- Problem details
From the records below, copy out exactly the lines from the one containing "Question. Spot each instance of the arid" to the one containing "Target: arid land", both included. Add nothing else.

*** Material shown ***

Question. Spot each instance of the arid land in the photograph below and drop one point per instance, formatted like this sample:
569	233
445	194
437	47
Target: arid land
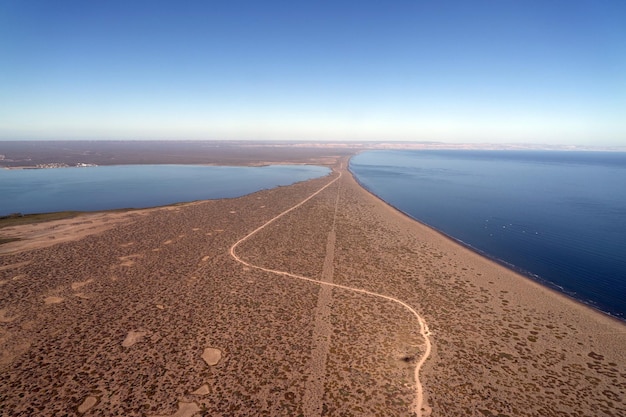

*** End of Material shown ***
*** Material shown ***

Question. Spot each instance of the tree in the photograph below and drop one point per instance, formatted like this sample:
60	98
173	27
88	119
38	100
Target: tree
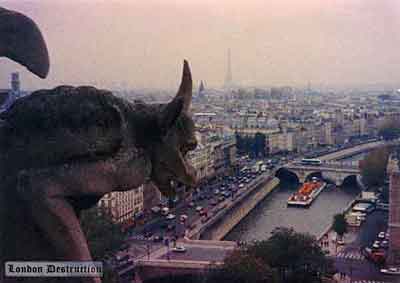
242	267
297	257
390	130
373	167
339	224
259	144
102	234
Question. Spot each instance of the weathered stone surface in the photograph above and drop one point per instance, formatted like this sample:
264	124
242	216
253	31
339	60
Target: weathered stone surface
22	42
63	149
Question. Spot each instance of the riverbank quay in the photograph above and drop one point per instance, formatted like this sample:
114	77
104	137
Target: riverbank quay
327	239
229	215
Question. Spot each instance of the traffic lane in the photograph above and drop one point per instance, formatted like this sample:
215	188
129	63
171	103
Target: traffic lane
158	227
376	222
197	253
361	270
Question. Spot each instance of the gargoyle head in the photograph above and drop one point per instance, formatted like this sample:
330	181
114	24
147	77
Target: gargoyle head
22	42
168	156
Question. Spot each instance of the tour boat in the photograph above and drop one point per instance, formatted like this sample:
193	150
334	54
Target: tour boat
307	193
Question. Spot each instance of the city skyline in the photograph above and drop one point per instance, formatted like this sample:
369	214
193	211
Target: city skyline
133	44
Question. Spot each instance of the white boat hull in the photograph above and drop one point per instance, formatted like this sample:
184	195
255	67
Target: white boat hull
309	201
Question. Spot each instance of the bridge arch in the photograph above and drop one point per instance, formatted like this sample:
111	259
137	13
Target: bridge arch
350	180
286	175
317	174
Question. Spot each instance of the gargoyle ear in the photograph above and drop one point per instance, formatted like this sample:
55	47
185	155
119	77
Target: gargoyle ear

*** End of Material shown ***

- Exercise response
Question. Spot each instance of the arid land in the photograph below and drop one point per instance, formatted like this sample:
569	233
445	194
437	47
Target: arid land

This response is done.